Исходный отрывок:
···

Отношения в полку были не то слово, что хорошие: командиры полка были нам как отцы. Их за годы войны у нас было несколько: Маслов, Холодов[56], Наумов. Последние два года — Холодов — герой! Очень сильный!.. Командиры полка, как и все, постоянно летали. (Командиры дивизии тоже летали, но реже.) Обычно было: я, командир эскадрильи, одну группу веду, следующую — командир полка.
Конечно, из всех командиров мы особенно любили Холодова. Он всегда был с нами. Вечерком сядем, разольем по 100 граммов. Запросто он общался с нами, знал, где нужно строго, а где по-человечески.
Сегодня некоторые рассказывают, будто во время войны давали летчикам выпить для смелости. Это ерунда. Того, кто позволял себе выпить, как правило, сбивали. У пьяного реакция не та. А что такое бой? Ты не собьешь — тебя собьют. Разве можно победить противника в таком состоянии, когда у тебя перед глазами вместо одного два самолета летают? Я никогда не летал нетрезвым. Выпивали мы только вечером. Тогда это было нужно, чтобы расслабиться, чтобы уснуть. Спалось хорошо, вставать не хотелось. Но когда засыпал, порою перед глазами бои крутились. Особенно летом, когда мы воевали под Сталинградом.

···

Набор данных:
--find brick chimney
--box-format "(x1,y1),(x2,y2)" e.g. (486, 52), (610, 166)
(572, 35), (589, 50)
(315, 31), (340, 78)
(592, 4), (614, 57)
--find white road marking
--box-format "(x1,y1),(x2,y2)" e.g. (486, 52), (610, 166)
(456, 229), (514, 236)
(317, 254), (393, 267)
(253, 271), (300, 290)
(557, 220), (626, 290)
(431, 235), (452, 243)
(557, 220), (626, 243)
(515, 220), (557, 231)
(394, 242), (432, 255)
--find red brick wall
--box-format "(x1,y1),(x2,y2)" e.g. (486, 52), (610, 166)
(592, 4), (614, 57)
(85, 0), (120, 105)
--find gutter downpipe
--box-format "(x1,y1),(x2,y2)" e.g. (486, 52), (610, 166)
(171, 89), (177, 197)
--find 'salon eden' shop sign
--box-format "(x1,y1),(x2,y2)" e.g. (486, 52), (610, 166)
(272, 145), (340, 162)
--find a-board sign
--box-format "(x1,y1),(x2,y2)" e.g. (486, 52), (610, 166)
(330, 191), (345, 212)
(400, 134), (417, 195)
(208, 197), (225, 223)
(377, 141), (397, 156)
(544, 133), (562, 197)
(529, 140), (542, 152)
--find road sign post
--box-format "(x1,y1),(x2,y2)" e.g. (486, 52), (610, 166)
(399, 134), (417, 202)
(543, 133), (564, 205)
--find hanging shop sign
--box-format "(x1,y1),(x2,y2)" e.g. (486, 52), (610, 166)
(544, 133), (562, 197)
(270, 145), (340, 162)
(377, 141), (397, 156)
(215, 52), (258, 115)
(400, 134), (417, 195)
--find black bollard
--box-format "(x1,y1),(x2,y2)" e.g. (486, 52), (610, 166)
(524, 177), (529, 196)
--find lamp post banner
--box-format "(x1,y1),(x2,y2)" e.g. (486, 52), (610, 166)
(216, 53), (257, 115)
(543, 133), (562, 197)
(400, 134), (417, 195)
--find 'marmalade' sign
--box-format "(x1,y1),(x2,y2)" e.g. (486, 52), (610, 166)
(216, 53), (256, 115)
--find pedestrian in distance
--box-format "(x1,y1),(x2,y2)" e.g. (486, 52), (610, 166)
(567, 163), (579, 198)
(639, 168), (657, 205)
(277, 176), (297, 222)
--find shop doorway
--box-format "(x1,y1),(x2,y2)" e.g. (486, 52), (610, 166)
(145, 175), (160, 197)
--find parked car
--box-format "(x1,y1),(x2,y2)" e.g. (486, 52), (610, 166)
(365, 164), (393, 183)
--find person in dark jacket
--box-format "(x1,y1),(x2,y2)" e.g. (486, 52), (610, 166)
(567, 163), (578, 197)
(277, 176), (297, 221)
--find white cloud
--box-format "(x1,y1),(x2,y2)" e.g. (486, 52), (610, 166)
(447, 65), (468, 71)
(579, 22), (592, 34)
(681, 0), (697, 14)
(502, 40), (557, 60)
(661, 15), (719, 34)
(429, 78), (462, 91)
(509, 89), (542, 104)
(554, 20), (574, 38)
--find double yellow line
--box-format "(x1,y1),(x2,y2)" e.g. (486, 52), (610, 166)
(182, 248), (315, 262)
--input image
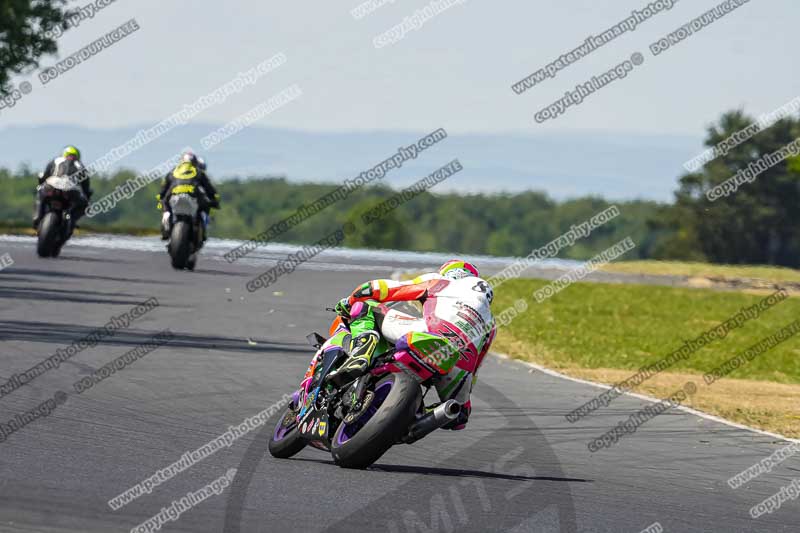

···

Условие задачи 1:
Согласуются ли с исходным отрывком утверждения (а), (б) и (в)? Ответьте на каждое «да» или «нет» и дословно процитируйте решающие слова.
(а) Командиры дивизии летали так же часто, как командиры полка.
(б) Последние два года полком командовал Холодов.
(в) Летчики выпивали днем, перед вылетом.
Условие задачи 2:
Ответьте по исходному отрывку на вопросы:
(а) Какие командиры полка названы по фамилии?
(б) Сколько разливали вечером, сидя с Холодовым?
(в) Под каким городом воевали летом, когда во сне особенно крутились бои?

Итоговый ответ 1:
(а) Нет: «Командиры дивизии тоже летали, но реже.»
(б) Да: «Последние два года — Холодов — герой!»
(в) Нет: «Выпивали мы только вечером.»

Итоговый ответ 2:
(а) Маслов, Холодов, Наумов.
(б) По 100 граммов.
(в) Под Сталинградом.